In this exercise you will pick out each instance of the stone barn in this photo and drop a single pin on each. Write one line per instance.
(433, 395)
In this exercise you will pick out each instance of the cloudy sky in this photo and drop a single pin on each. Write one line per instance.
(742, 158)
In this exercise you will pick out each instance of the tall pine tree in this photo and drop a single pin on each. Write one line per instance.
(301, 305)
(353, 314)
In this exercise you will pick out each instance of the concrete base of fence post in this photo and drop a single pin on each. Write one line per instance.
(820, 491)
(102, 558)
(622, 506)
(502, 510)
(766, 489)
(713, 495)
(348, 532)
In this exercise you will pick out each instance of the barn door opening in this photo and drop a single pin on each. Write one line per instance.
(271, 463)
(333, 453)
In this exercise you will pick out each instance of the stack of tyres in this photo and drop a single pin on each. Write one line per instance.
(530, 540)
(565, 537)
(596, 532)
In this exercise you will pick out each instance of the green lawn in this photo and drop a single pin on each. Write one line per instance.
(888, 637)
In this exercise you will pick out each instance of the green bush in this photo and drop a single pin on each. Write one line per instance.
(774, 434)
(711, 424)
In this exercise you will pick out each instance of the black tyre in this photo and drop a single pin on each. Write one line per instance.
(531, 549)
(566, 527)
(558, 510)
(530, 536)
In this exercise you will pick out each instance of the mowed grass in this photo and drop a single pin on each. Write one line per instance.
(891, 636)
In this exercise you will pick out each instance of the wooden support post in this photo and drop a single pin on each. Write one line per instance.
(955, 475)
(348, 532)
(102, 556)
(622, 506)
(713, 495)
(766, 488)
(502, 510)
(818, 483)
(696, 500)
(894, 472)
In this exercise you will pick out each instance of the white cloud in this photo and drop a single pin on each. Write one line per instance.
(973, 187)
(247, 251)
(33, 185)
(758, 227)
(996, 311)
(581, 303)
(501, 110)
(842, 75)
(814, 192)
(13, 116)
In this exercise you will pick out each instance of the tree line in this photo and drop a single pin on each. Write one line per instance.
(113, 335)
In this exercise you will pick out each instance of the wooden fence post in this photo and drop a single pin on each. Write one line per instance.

========

### Written exercise
Write all of the records out again exactly.

### Output of the task
In this exercise you will pick out each instance of the stone barn in this photo and drop a single pin on each. Write one line per instance.
(433, 395)
In this exercise you will pick out each instance of the cloudy sky in this photo and drop a single pin on each. Write one line per instance.
(742, 158)
In this exercise you will pick out each instance of the tall pine tree in this photo and drop a single pin on each. Write one line per instance.
(301, 305)
(353, 314)
In this exercise you will pick out each instance of the concrete base of fence post in this photo and drop a single pin on each. Write one line per instance.
(820, 491)
(102, 558)
(622, 506)
(502, 510)
(766, 489)
(713, 495)
(348, 532)
In this exercise you will pick out each instance of the barn door opening in this photo and drop a single pin on each. Write one line per instance.
(271, 463)
(333, 453)
In this exercise you will pick out each instance of the stack of tyres in this photo and drop a single pin on each. Write one line per instance.
(530, 540)
(565, 537)
(596, 532)
In this exercise you will pick out each instance of the green lawn in this photo and drop a single pin on each. Write one line per instance.
(888, 637)
In this exercise you will pick out each instance of the green bush in this photo and drop a single pin on each. Write one line per instance.
(774, 434)
(711, 424)
In this exercise you will pick out each instance of the black tyre in this photo and drop a single pin on each. Write one line per instance.
(531, 549)
(566, 527)
(558, 510)
(530, 536)
In this exercise you will pick out each instance of the mowed grass in this photo and drop a single pin on each. Write one line per instance.
(891, 636)
In this exercise you will pick out each instance of the wooden support post in this photo and drop a single pin on each. Write one line per instance.
(955, 475)
(348, 532)
(102, 556)
(622, 506)
(713, 495)
(766, 488)
(502, 510)
(818, 483)
(696, 500)
(894, 472)
In this exercise you will pick out each instance of the white cloud in this photo and drop a single pin on each. Write one line per instance.
(973, 187)
(247, 251)
(33, 185)
(758, 227)
(996, 311)
(581, 303)
(501, 110)
(842, 75)
(814, 192)
(13, 116)
In this exercise you will pick out each instance of the tree line in this photo and drop a single pin on each. Write one line per instance.
(113, 335)
In this exercise you will pick out each instance of the wooden fence post in this photo and drop a single pin on each. Write one line per instance.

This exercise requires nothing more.